Every line below that includes the word "plank" needs to be copied.

>>>>

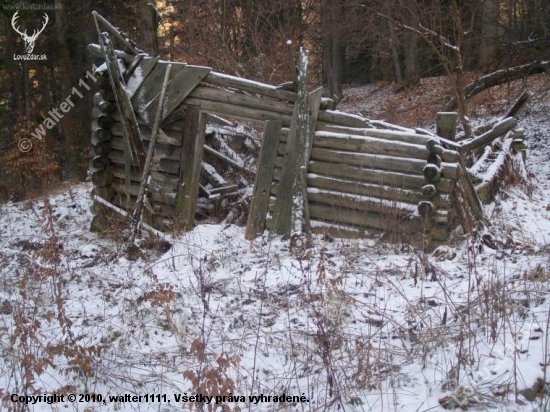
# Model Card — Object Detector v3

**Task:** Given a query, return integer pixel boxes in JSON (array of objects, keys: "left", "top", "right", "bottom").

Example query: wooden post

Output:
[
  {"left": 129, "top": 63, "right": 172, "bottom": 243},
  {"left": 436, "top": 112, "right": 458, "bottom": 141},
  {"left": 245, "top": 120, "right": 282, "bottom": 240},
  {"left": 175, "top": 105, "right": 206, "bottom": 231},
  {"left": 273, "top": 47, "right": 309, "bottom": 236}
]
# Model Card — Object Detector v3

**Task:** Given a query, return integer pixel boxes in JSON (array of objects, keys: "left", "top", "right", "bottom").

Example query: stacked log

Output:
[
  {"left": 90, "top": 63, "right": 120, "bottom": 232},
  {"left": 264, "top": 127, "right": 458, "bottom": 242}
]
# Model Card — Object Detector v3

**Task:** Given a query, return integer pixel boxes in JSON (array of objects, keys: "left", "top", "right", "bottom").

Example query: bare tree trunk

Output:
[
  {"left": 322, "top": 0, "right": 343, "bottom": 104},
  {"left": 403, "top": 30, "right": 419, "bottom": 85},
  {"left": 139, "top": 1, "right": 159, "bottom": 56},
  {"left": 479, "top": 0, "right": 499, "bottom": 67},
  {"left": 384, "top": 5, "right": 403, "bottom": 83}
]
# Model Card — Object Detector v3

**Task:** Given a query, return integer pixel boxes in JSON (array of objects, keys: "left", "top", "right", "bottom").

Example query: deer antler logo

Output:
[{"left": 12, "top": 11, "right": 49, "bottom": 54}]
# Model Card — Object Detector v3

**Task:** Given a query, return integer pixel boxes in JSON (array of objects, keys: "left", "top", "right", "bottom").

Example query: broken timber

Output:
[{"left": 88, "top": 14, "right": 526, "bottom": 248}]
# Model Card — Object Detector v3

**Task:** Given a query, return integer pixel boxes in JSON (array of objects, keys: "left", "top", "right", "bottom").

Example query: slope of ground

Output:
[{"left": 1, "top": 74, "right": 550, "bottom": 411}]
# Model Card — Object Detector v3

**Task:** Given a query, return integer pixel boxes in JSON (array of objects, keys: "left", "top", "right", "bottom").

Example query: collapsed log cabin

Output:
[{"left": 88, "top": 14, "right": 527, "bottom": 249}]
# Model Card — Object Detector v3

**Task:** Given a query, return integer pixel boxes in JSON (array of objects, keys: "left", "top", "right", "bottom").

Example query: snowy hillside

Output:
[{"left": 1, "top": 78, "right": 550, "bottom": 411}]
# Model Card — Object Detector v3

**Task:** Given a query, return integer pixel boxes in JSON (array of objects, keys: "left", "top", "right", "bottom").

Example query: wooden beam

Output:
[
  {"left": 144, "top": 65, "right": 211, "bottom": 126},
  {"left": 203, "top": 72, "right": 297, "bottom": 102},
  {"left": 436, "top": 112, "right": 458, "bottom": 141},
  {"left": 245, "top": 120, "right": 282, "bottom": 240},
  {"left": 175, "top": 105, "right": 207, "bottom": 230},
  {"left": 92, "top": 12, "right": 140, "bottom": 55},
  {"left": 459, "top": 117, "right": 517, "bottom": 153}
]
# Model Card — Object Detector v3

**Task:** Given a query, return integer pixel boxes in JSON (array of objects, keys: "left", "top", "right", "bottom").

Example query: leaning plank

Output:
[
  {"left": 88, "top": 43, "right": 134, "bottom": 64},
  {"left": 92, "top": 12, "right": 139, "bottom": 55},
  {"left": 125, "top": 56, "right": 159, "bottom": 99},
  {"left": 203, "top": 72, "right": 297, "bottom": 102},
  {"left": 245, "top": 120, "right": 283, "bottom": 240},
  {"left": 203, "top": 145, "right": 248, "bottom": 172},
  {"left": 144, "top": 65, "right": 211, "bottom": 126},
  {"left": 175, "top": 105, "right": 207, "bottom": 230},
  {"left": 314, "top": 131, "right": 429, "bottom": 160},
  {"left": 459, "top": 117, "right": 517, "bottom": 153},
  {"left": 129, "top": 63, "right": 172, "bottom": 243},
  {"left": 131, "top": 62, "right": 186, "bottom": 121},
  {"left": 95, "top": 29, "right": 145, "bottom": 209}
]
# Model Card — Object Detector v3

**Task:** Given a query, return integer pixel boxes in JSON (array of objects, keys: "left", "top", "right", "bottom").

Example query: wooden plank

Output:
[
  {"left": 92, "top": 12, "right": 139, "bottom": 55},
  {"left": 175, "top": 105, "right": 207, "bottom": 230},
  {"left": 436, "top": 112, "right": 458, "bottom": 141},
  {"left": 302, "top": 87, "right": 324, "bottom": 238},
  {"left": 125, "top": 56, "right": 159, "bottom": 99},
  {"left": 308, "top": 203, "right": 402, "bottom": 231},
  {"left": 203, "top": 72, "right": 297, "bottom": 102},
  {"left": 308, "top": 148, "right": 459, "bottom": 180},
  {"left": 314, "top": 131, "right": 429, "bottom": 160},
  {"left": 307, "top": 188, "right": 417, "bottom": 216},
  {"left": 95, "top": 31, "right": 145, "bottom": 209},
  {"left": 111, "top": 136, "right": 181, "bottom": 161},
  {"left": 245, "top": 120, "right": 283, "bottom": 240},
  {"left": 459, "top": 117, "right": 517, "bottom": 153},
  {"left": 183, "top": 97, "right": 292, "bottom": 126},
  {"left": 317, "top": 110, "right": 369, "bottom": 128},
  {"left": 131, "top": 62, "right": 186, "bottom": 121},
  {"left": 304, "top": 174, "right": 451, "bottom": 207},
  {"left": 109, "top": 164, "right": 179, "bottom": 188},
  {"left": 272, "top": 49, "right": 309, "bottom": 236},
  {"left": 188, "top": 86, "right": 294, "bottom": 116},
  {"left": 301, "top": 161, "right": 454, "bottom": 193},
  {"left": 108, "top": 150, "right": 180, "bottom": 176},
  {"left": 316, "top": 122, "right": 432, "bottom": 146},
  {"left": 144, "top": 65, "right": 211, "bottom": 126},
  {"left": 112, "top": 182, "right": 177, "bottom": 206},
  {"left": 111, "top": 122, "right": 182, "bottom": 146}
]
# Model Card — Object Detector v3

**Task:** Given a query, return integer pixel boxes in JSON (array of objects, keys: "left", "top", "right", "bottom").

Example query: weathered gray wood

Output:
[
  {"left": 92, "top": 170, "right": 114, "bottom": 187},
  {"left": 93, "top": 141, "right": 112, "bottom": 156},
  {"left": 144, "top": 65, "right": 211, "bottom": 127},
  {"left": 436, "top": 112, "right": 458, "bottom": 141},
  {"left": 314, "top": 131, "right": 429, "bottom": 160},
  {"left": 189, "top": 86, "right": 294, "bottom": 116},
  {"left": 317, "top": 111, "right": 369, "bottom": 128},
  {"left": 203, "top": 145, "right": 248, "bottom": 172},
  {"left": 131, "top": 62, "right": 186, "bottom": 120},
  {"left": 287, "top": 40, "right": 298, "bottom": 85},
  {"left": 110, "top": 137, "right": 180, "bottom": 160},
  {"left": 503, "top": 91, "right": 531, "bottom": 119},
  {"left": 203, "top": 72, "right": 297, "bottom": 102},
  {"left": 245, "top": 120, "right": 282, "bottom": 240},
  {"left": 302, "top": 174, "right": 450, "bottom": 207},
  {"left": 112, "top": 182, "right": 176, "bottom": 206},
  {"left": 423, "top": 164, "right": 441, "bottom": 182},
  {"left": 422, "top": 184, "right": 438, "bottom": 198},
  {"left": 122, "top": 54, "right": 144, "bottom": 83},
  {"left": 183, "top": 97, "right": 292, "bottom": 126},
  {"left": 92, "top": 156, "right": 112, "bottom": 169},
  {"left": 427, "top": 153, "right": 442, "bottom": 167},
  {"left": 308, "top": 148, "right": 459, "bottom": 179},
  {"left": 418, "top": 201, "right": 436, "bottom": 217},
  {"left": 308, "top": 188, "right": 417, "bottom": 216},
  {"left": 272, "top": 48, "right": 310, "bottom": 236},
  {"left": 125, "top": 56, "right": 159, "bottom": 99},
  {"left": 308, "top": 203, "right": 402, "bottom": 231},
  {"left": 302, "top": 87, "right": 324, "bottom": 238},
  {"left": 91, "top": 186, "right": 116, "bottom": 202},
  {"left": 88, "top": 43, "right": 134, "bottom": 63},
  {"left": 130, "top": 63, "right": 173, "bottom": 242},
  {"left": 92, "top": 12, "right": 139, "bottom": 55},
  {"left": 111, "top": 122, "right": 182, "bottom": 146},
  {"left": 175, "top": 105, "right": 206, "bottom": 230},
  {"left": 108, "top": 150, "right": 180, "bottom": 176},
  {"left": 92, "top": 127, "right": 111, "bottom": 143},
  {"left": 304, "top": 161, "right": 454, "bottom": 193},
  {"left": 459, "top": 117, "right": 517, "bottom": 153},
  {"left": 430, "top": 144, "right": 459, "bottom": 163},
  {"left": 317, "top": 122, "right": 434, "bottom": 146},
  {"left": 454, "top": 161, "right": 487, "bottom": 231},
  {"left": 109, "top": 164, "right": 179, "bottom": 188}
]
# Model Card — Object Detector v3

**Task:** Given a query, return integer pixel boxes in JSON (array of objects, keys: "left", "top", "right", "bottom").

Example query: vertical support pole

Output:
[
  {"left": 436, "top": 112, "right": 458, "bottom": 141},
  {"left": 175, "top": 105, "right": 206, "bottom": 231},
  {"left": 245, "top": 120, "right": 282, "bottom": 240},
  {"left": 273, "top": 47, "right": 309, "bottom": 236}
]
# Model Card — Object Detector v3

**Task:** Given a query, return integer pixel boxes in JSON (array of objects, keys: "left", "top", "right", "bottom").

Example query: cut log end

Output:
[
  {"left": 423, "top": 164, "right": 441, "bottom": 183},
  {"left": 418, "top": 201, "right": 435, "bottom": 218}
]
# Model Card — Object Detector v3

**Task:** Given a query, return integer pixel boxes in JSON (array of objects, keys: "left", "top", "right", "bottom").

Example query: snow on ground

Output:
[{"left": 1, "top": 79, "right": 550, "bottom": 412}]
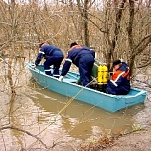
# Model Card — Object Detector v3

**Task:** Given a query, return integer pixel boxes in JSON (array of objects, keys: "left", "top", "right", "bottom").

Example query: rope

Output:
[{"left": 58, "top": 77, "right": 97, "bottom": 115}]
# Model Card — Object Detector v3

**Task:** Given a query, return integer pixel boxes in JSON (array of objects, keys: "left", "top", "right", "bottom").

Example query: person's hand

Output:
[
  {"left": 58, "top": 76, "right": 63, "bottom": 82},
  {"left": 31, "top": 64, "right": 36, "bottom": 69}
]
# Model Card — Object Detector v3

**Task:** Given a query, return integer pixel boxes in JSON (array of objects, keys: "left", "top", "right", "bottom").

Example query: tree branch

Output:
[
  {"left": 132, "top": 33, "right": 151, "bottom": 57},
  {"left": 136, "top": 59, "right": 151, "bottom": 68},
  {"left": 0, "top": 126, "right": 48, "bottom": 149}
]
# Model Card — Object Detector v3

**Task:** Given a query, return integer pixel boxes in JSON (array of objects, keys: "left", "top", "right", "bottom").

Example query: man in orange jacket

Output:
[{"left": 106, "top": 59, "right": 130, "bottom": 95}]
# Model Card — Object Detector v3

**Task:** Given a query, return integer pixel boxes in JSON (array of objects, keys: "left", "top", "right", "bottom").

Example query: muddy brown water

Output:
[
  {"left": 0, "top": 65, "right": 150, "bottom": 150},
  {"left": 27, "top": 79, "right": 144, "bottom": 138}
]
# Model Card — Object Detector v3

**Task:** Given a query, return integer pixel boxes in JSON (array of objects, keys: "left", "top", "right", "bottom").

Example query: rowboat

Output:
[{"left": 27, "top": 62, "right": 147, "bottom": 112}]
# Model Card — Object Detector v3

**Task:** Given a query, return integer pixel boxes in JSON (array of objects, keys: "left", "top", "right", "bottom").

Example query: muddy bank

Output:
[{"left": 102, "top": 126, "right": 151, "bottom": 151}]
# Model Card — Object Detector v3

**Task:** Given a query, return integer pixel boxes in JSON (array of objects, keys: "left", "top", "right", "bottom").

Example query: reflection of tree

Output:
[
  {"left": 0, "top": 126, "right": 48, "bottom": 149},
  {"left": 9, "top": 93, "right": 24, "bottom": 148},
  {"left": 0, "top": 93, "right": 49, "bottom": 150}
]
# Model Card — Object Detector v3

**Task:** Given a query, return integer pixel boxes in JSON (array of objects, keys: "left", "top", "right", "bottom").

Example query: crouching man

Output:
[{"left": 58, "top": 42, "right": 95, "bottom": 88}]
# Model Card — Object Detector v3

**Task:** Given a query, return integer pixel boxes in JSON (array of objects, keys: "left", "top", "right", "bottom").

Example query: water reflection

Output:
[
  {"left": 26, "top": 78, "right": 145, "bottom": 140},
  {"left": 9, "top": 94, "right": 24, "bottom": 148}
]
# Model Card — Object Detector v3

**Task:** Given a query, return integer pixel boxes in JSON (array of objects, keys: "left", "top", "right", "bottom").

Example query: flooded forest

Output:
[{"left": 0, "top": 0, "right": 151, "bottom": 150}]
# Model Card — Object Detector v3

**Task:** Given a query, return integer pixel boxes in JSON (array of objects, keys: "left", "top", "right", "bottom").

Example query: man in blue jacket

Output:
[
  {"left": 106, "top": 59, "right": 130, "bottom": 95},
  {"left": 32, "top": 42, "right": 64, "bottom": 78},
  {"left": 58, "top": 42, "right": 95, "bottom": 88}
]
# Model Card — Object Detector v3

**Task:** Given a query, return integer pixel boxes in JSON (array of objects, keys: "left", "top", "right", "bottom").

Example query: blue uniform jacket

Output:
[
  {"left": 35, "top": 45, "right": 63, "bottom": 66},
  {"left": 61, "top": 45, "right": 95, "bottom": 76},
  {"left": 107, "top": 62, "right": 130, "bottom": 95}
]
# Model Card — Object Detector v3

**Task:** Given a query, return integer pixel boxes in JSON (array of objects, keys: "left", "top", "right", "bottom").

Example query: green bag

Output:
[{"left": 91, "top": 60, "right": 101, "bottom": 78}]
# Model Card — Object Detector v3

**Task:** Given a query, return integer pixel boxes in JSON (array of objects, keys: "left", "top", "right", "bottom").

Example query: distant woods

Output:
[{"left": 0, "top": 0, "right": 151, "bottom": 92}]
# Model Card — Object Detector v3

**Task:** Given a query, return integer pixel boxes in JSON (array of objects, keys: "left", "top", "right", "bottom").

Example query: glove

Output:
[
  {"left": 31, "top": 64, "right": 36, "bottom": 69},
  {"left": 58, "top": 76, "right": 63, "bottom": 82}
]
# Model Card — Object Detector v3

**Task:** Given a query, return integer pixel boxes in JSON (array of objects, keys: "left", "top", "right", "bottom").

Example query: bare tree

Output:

<<<<

▶ RESULT OF THIS EXERCISE:
Example query: leaning plank
Example query: wooden plank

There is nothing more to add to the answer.